SET EXERCISE
Could you recast the data from the line containing "of the telehandler" through the end of the data, both ends included, as a Markdown table with the columns Row and Line, numbering each row and leaving out blank lines?

STORED RECORDS

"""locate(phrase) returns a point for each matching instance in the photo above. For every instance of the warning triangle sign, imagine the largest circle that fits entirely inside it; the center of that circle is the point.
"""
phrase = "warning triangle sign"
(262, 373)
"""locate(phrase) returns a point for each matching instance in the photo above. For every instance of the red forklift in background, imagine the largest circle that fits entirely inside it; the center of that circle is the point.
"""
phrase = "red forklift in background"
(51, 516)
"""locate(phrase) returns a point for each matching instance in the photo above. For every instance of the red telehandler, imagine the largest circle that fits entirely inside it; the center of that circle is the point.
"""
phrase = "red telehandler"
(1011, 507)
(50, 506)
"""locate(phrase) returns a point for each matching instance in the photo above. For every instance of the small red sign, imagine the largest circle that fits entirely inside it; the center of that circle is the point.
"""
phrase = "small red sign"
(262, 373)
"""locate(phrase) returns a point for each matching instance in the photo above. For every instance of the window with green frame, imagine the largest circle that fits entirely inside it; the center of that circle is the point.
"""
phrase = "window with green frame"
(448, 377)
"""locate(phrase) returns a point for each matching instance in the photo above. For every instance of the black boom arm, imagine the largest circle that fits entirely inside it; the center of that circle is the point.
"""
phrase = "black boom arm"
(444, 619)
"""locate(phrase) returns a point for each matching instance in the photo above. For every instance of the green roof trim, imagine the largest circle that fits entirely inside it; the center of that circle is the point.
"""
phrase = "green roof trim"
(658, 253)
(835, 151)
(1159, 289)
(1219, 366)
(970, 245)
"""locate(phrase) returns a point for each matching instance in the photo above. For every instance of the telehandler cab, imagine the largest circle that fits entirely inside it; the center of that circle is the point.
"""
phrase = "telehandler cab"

RESPONSE
| Row | Line |
|---|---|
| 1 | """locate(phrase) returns a point for each matching instance in the photo above. For every instance of the telehandler cab, imagine the largest circle that fits entirely inside it; the center of that circle is the point. |
| 2 | """ |
| 3 | phrase = "telehandler cab" |